:: Document section ::
-.-.-

Writing a sort comparison function, part 3: spaceships

Raymond Chen

Last time, we wrote a multi-level sort with deferred calculation of secondary keys. Having to compare everything twice got cumbersome. We can do better with the C++20 spaceship operator.

// three-way comparison
std::weak_ordering
compare_3way_for_sorting(T const& a, T const& b)
{
    // First compare by name
    std::weak_ordering cmp = a.name <=> b.name;
    if (cmp != 0) return cmp;

    // Names are equal, check connector names
    cmp = a.GetConnector() <=> b.GetConnector();
    if (cmp != 0) return cmp;

    // Names and connector names are equal,
    // manufacturing date is the last check.
    cmp = LookupManufacturingDate(a.part_number) <=>
          LookupManufacturingDate(b.part_number);
    return cmp;
}

// less-than comparison
bool compare_less_for_sorting(T const& a, T const& b)
{
    // First compare by name
    std::weak_ordering cmp = a.name <=> b.name;
    if (cmp != 0) return cmp < 0;

    // Names are equal, check connector names
    cmp = a.GetConnector() <=> b.GetConnector();
    if (cmp != 0) return cmp < 0;

    // Names and connector names are equal,
    // manufacturing date is the last check.

-.-.-

:: Requirement a ::
Reproduce the lines of the listing from the line containing "Return the segmentation of every instance of the paved" through the line containing "M 521 312 L", both included.

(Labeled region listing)

-.-.-

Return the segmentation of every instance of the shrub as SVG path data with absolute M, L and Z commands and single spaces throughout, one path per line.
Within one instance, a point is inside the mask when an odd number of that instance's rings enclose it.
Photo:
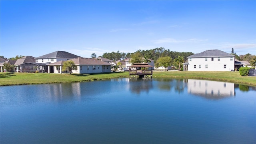
M 248 67 L 241 67 L 239 68 L 239 73 L 241 76 L 248 76 L 250 68 Z

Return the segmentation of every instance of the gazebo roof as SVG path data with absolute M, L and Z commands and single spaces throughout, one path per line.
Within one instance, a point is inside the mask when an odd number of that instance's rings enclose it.
M 137 63 L 134 64 L 130 66 L 130 68 L 153 68 L 153 66 L 149 65 L 148 64 Z

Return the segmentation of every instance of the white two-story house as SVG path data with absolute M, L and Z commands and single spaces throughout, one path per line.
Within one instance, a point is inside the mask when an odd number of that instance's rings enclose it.
M 81 57 L 81 56 L 65 51 L 57 51 L 35 58 L 36 62 L 52 63 L 61 60 L 68 60 L 78 57 Z
M 188 57 L 184 70 L 222 71 L 234 70 L 235 56 L 218 50 L 206 50 Z
M 79 57 L 81 57 L 81 56 L 65 51 L 57 51 L 35 58 L 35 59 L 36 59 L 36 63 L 48 65 L 49 64 L 57 62 L 68 60 Z M 47 71 L 48 73 L 54 73 L 54 68 L 53 66 L 48 66 Z

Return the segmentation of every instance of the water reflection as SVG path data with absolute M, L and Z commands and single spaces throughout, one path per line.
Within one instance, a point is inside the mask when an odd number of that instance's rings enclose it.
M 149 90 L 154 88 L 153 80 L 151 78 L 130 78 L 129 82 L 130 90 L 133 93 L 139 94 L 143 92 L 148 93 Z
M 188 93 L 207 98 L 219 99 L 235 96 L 234 84 L 205 80 L 187 80 Z

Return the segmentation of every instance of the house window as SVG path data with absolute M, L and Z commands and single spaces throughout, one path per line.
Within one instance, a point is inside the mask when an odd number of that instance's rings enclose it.
M 76 67 L 76 66 L 73 66 L 72 68 L 72 70 L 77 70 L 77 67 Z

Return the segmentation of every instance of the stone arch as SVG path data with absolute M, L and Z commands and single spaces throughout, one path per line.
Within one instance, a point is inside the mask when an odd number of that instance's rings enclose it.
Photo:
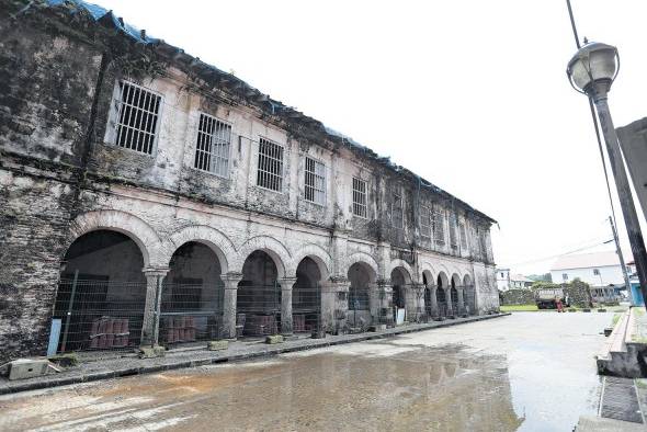
M 458 287 L 463 284 L 463 280 L 461 278 L 461 276 L 458 276 L 458 273 L 454 273 L 452 274 L 452 285 L 454 285 L 455 287 Z
M 398 268 L 400 269 L 400 271 L 404 270 L 402 275 L 405 276 L 405 280 L 408 284 L 413 282 L 415 273 L 411 270 L 411 265 L 409 265 L 409 263 L 407 263 L 406 261 L 399 260 L 399 259 L 390 261 L 389 268 L 387 269 L 388 271 L 386 273 L 386 276 L 390 277 L 390 274 L 393 273 L 393 271 Z
M 164 248 L 167 251 L 171 252 L 164 257 L 164 262 L 167 265 L 171 261 L 173 252 L 182 245 L 190 241 L 203 243 L 213 250 L 216 257 L 218 257 L 223 273 L 227 273 L 229 271 L 230 261 L 235 259 L 237 254 L 234 243 L 226 235 L 206 225 L 192 225 L 184 227 L 179 231 L 173 232 L 169 240 L 171 245 Z M 229 259 L 227 259 L 227 257 L 229 257 Z
M 229 264 L 229 271 L 242 272 L 245 260 L 254 250 L 262 250 L 272 258 L 272 261 L 276 265 L 279 277 L 294 276 L 294 273 L 287 273 L 291 270 L 287 265 L 291 265 L 292 254 L 281 241 L 270 236 L 257 236 L 246 241 L 238 250 L 236 264 Z
M 425 275 L 428 284 L 435 285 L 435 277 L 436 277 L 435 275 L 438 274 L 438 271 L 433 268 L 433 265 L 431 265 L 431 263 L 429 261 L 420 262 L 420 264 L 418 265 L 418 269 L 420 270 L 420 274 L 419 274 L 420 283 L 422 283 L 422 281 L 424 281 L 424 278 L 422 276 Z
M 436 285 L 442 285 L 439 287 L 442 287 L 443 289 L 447 289 L 450 287 L 450 278 L 447 277 L 447 274 L 444 271 L 440 271 L 438 276 L 436 276 L 436 281 L 440 280 L 441 284 Z
M 93 211 L 77 216 L 71 223 L 65 250 L 84 234 L 98 229 L 107 229 L 128 236 L 141 251 L 144 266 L 163 266 L 166 263 L 162 241 L 158 234 L 139 217 L 121 211 Z
M 347 265 L 343 269 L 343 274 L 348 274 L 351 265 L 353 265 L 356 262 L 361 262 L 365 265 L 368 265 L 373 272 L 375 273 L 376 277 L 379 277 L 379 266 L 377 265 L 377 261 L 375 261 L 375 259 L 366 252 L 354 252 L 352 253 L 347 261 Z
M 328 280 L 331 271 L 332 271 L 332 258 L 326 251 L 326 249 L 321 248 L 315 243 L 308 243 L 302 247 L 298 251 L 296 251 L 293 255 L 293 260 L 290 263 L 288 274 L 296 274 L 296 269 L 298 264 L 302 262 L 304 258 L 310 258 L 313 261 L 317 263 L 319 266 L 319 272 L 321 273 L 321 281 Z

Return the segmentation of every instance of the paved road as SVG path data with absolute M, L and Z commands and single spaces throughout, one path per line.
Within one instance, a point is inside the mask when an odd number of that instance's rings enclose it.
M 521 312 L 384 341 L 0 397 L 0 430 L 571 431 L 611 314 Z

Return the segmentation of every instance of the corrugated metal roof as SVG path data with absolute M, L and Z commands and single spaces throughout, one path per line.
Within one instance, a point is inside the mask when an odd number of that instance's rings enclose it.
M 101 21 L 102 23 L 104 23 L 105 21 L 110 21 L 110 23 L 117 29 L 118 31 L 123 32 L 124 34 L 126 34 L 127 36 L 129 36 L 130 38 L 133 38 L 135 42 L 140 43 L 140 44 L 155 44 L 155 45 L 164 45 L 168 47 L 171 47 L 172 49 L 177 50 L 178 53 L 182 53 L 185 54 L 183 49 L 174 47 L 172 45 L 169 45 L 167 43 L 164 43 L 162 39 L 157 38 L 157 37 L 151 37 L 148 36 L 146 34 L 146 32 L 138 30 L 137 27 L 127 24 L 124 22 L 123 19 L 115 16 L 111 10 L 106 10 L 105 8 L 102 8 L 98 4 L 93 4 L 93 3 L 89 3 L 82 0 L 42 0 L 44 1 L 45 4 L 49 5 L 49 7 L 63 7 L 63 8 L 68 8 L 69 13 L 78 13 L 79 11 L 87 11 L 93 19 L 94 21 Z M 29 3 L 23 11 L 27 10 L 30 7 L 32 7 L 33 3 Z M 189 55 L 186 55 L 189 56 Z M 191 57 L 191 56 L 189 56 Z M 218 69 L 215 66 L 212 65 L 207 65 L 203 61 L 200 60 L 200 58 L 197 57 L 191 57 L 193 59 L 193 61 L 195 61 L 196 64 L 203 65 L 204 67 L 208 68 L 208 69 L 213 69 L 214 71 L 217 71 L 219 75 L 225 75 L 228 77 L 228 79 L 231 79 L 232 81 L 237 81 L 239 82 L 242 87 L 247 88 L 248 90 L 258 93 L 259 95 L 262 95 L 265 98 L 266 103 L 269 103 L 272 107 L 272 113 L 274 113 L 275 111 L 284 111 L 284 112 L 290 112 L 291 115 L 293 116 L 298 116 L 302 117 L 304 121 L 307 121 L 309 123 L 314 123 L 317 125 L 320 125 L 322 128 L 322 132 L 326 133 L 327 135 L 329 135 L 330 137 L 334 137 L 338 139 L 341 139 L 342 144 L 348 146 L 349 148 L 353 148 L 355 150 L 362 151 L 363 154 L 365 154 L 366 157 L 374 159 L 375 161 L 377 161 L 378 163 L 389 168 L 391 171 L 399 173 L 399 174 L 404 174 L 404 175 L 408 175 L 411 177 L 412 179 L 417 179 L 419 182 L 419 185 L 421 187 L 428 189 L 430 191 L 433 191 L 438 194 L 440 194 L 441 196 L 445 196 L 452 200 L 452 202 L 455 202 L 457 204 L 459 204 L 461 206 L 465 207 L 467 211 L 473 212 L 474 214 L 487 219 L 488 221 L 496 224 L 497 220 L 493 219 L 492 217 L 486 215 L 483 212 L 477 211 L 476 208 L 474 208 L 473 206 L 470 206 L 469 204 L 467 204 L 466 202 L 455 197 L 454 195 L 450 194 L 449 192 L 444 191 L 443 189 L 434 185 L 433 183 L 431 183 L 428 180 L 422 179 L 421 177 L 419 177 L 418 174 L 413 173 L 412 171 L 409 171 L 408 169 L 398 166 L 396 163 L 393 163 L 390 161 L 389 157 L 381 157 L 377 154 L 375 154 L 375 151 L 373 151 L 371 148 L 355 141 L 354 139 L 352 139 L 351 137 L 341 134 L 332 128 L 329 128 L 327 126 L 325 126 L 321 122 L 308 117 L 305 114 L 296 111 L 295 109 L 293 109 L 292 106 L 286 106 L 284 105 L 282 102 L 276 101 L 271 99 L 269 95 L 261 93 L 259 90 L 257 90 L 256 88 L 249 86 L 247 82 L 242 81 L 240 78 L 235 77 L 230 73 L 224 72 L 223 70 Z

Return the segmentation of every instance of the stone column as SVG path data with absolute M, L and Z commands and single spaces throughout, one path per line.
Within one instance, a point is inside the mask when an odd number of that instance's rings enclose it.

-.-.-

:: Requirement b ::
Resume the article on writing a sort comparison function from the point where it stops.

:: Task answer a ::
Return the segmentation of every instance of the paved road as SVG path data with absolute M, L and Z commands and single spaces throughout, one path per line.
Within one instance, a point is inside the mask when an odd number of that instance's rings enclose it.
M 521 312 L 384 341 L 0 397 L 0 430 L 571 431 L 611 314 Z

:: Task answer b ::
    cmp = LookupManufacturingDate(a.part_number) <=>
          LookupManufacturingDate(b.part_number);
    return cmp < 0;
}

Another way of writing this is

// three-way comparison
std::weak_ordering
compare_3way_for_sorting(T const& a, T const& b)
{
    std::weak_ordering cmp = a.name <=> b.name;
    if (cmp == 0) cmp = a.GetConnector() <=> b.GetConnector();
    if (cmp == 0) cmp = LookupManufacturingDate(a.part_number) <=>
                        LookupManufacturingDate(b.part_number);
    return cmp;
}

// less-than comparison
bool compare_less_for_sorting(T const& a, T const& b)
{
    // First compare by name
    std::weak_ordering cmp = a.name <=> b.name;
    if (cmp == 0) cmp = a.GetConnector() <=> b.GetConnector();
    if (cmp == 0) cmp = LookupManufacturingDate(a.part_number) <=>
                        LookupManufacturingDate(b.part_number);
    return cmp < 0;
}

And then we can use the std::compare_weak_order_fallback function to synthesize a missing three-way comparison:

std::weak_ordering
compare_3way_for_sorting(T const& a, T const& b)
{
    auto cmp = std::compare_weak_order_fallback(a.name, b.name);
    if (cmp == 0) cmp = std::compare_weak_order_fallback(a.GetConnector(), b.GetConnector());
    if (cmp == 0) cmp = std::compare_weak_order_fallback(LookupManufacturingDate(a.part_number),
                                                         LookupManufacturingDate(b.part_number));
    return cmp;
}

// less-than comparison
bool compare_less_for_sorting(T const& a, T const& b)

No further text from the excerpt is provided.